Work request A -
In the comment thread on interactive stories, what was the first text adventure the last commenter encountered called?
Work request B -
In the comment thread on interactive stories, rewrite the stretch from "This is interesting" through "to roleplaying games!", swapping "roleplaying games" for "tabletop games".
Work request C -
Go on with the comment thread on interactive stories from the point where it stops.

Text segment -
----

This is interesting because, without knowing this was the birth of CYOA, I actually arrived at this solution with my daughter. Actually, even better: it was her idea. Bedtime stories are better if she's an active participant and the main character of the story, with me controlling all NPCs. It can be exhausting: re-telling a story can be done on autopilot (the only risk is falling asleep) but creating an adventure on the fly is both very rewarding and extremely energy draining.
Boy, will we have a lot of fun when she's a bit older and I introduce her to roleplaying games!
ricokatayama
The mystery of the Highland Crest is one of my favorite books ever! It gave me another perspective on the medium when I was younger
bobotowned
here's the PDF of the cave, you can download it https://pubhtml5.com/obber/cznb/
In ninth grade in the town I grew up in, there were two junior high schools that traded off computers each semester. With a "newsletter" including printed programs.
The first text adventure I encountered was a future friend's multiple choice adventure, starting in a cave, called "The Cave".

----

Provided records -
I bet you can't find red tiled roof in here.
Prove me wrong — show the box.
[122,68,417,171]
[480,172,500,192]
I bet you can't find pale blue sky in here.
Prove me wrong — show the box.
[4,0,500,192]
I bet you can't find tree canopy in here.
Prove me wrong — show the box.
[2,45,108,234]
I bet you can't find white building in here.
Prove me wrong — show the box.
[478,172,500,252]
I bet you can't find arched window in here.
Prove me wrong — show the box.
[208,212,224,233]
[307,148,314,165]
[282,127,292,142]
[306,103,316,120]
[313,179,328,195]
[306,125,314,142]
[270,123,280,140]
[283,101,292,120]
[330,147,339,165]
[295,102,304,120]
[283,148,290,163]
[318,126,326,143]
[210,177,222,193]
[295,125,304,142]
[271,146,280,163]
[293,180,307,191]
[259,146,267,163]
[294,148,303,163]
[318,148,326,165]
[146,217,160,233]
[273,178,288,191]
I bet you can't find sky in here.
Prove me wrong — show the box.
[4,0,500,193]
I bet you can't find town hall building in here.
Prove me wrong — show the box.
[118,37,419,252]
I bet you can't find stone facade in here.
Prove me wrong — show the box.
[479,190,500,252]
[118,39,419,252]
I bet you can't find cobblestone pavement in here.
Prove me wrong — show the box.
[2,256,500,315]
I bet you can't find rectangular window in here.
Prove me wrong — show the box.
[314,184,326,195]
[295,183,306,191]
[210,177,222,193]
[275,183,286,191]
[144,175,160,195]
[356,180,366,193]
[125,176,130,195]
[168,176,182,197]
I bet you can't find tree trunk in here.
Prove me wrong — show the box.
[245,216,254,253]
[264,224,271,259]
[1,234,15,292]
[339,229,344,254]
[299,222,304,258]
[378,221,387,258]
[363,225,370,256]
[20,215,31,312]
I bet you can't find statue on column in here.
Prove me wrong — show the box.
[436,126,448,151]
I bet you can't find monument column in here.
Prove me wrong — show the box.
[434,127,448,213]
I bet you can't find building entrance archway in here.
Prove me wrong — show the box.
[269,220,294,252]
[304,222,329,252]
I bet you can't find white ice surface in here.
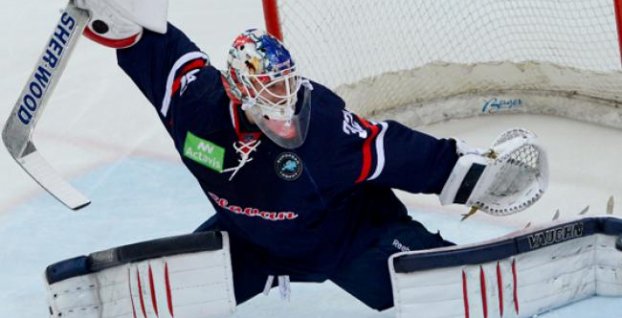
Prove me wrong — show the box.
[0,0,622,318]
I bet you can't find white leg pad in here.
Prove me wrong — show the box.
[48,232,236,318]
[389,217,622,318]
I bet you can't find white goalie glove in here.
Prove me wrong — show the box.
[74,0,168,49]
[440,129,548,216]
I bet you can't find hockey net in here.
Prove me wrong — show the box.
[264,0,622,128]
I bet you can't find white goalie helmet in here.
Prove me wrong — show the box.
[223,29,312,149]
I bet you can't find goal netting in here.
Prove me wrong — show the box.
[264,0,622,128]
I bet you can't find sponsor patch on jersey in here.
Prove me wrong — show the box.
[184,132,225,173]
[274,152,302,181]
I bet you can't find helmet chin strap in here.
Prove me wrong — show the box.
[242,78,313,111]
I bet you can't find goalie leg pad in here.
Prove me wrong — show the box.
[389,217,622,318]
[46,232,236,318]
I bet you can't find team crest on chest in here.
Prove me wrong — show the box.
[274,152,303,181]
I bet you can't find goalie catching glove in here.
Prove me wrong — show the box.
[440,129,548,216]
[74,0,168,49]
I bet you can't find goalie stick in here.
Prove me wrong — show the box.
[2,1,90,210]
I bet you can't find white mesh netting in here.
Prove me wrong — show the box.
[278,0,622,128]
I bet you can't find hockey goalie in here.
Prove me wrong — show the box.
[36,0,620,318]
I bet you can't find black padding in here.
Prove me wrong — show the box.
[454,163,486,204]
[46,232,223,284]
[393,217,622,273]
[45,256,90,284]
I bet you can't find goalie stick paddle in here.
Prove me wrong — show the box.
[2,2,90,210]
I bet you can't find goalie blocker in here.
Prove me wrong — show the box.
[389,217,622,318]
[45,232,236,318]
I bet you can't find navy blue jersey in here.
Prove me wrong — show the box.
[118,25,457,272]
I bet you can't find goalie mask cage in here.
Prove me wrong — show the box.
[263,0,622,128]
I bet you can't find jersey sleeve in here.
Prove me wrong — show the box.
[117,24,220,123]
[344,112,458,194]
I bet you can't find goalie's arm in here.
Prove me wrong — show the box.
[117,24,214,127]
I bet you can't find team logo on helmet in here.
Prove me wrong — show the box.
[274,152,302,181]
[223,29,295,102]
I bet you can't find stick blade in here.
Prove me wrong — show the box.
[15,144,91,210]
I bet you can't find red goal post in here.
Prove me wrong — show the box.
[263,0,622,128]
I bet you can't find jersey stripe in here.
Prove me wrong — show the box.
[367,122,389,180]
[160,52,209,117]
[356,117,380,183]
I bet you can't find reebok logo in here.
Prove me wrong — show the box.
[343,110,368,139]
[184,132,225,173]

----

Answer A -
"The Cave"

Answer B -
This is interesting because, without knowing this was the birth of CYOA, I actually arrived at this solution with my daughter. Actually, even better: it was her idea. Bedtime stories are better if she's an active participant and the main character of the story, with me controlling all NPCs. It can be exhausting: re-telling a story can be done on autopilot (the only risk is falling asleep) but creating an adventure on the fly is both very rewarding and extremely energy draining.
Boy, will we have a lot of fun when she's a bit older and I introduce her to tabletop games!

Answer C -
With that as inspiration, began years of my own text adventures, from multiple-choice to broad grammars and vocabularies. "Command English" is what I called my grammar. The first starting at the entrance of a cave. Later versions, almost always involving caves. And mazes.
In high school I worked on a massive adventure called "The Wanderer", with all of my innovations. With an important cave that had to be rapelled down to from a cliff edge. Until the day I was working on it after school, and saved my latest version to disk before going home. At which point the computer dutifully saved as much as it could, before running out of disk space, informed via a text response of my poor choice in the real world, and left me with nothing.
My enthusiasm for creating adventures suffered a fatal blow.